[start SUPPLIED MATERIAL]

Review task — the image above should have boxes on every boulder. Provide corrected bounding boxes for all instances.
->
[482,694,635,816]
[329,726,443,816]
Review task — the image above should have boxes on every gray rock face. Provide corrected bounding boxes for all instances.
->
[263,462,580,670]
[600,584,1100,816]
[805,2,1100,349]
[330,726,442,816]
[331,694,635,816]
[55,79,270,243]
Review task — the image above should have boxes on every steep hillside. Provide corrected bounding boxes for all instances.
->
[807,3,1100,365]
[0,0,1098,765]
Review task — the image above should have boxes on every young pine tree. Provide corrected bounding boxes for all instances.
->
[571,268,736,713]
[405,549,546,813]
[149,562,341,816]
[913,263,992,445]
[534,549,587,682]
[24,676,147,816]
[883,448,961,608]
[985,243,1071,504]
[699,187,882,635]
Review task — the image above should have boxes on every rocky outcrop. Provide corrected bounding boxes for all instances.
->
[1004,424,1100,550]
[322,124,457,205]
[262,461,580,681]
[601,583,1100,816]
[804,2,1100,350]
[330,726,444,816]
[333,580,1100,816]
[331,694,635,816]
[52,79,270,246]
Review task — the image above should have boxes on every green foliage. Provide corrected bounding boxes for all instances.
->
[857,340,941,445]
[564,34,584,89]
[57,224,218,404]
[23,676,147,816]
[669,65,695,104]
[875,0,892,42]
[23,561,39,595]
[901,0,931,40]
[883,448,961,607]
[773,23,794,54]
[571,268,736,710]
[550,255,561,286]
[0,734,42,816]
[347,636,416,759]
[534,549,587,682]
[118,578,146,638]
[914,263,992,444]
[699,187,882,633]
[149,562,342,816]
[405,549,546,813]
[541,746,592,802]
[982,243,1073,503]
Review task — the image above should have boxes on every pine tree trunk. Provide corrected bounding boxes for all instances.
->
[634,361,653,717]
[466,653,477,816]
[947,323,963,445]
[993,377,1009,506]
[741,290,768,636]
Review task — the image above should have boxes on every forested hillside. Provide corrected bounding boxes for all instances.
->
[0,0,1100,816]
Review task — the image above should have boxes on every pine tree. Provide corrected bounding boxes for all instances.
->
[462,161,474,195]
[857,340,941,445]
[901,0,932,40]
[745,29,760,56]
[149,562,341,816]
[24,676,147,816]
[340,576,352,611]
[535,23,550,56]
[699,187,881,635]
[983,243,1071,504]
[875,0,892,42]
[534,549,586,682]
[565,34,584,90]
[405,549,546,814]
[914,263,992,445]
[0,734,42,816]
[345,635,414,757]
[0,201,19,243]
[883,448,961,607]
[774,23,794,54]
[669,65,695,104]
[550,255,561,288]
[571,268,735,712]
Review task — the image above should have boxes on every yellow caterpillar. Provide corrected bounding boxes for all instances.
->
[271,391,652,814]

[end SUPPLIED MATERIAL]

Copy the listing from its first line through the line containing "[741,290,768,636]", putting "revised" wherever "corrected" appears and changing nothing else.

▶ _EXERCISE RESPONSE_
Review task — the image above should have boxes on every boulder. Provide revised bounding boxes for all instances.
->
[482,694,635,816]
[329,726,443,816]
Review task — the image above should have boxes on every gray rock face. Provide revised bounding boxes for all instances.
->
[263,462,580,670]
[600,584,1100,816]
[805,2,1100,349]
[330,726,442,816]
[331,694,635,816]
[55,79,270,243]
Review task — the image above should have boxes on every steep hillside. Provide revised bounding boxes for all instances.
->
[807,3,1100,365]
[0,0,1098,765]
Review task — the image above should have boxes on every young pine tree. Provide revised bounding boxes for all instances.
->
[571,268,736,713]
[405,549,546,813]
[149,562,341,816]
[913,263,992,445]
[534,549,587,682]
[24,676,147,816]
[883,448,961,608]
[985,243,1071,504]
[699,187,882,635]
Review task — the image above should have boxes on every rocky outcrop. Provide revised bounding boxes for all instances.
->
[1004,424,1100,550]
[322,124,457,205]
[262,461,580,681]
[601,583,1100,816]
[804,2,1100,350]
[330,726,444,816]
[333,580,1100,816]
[331,694,635,816]
[52,79,270,246]
Review task — the image above should have boxes on every green foliage. Provide revised bounding boxes for all instances.
->
[857,340,941,445]
[564,34,584,89]
[57,224,218,404]
[23,676,147,816]
[669,65,695,104]
[875,0,892,42]
[23,561,39,595]
[901,0,931,40]
[883,448,961,607]
[773,23,794,54]
[571,268,736,710]
[550,255,561,286]
[0,734,42,816]
[347,636,416,759]
[534,549,587,682]
[118,578,146,638]
[914,263,992,444]
[699,187,882,633]
[149,562,342,816]
[405,549,546,813]
[541,746,592,802]
[982,243,1073,503]
Review task — the image above should have boxes on every pine tree trunk. Provide revised bounding boxes for all instances.
->
[634,361,653,717]
[466,653,477,816]
[947,323,963,445]
[993,377,1009,506]
[741,290,768,636]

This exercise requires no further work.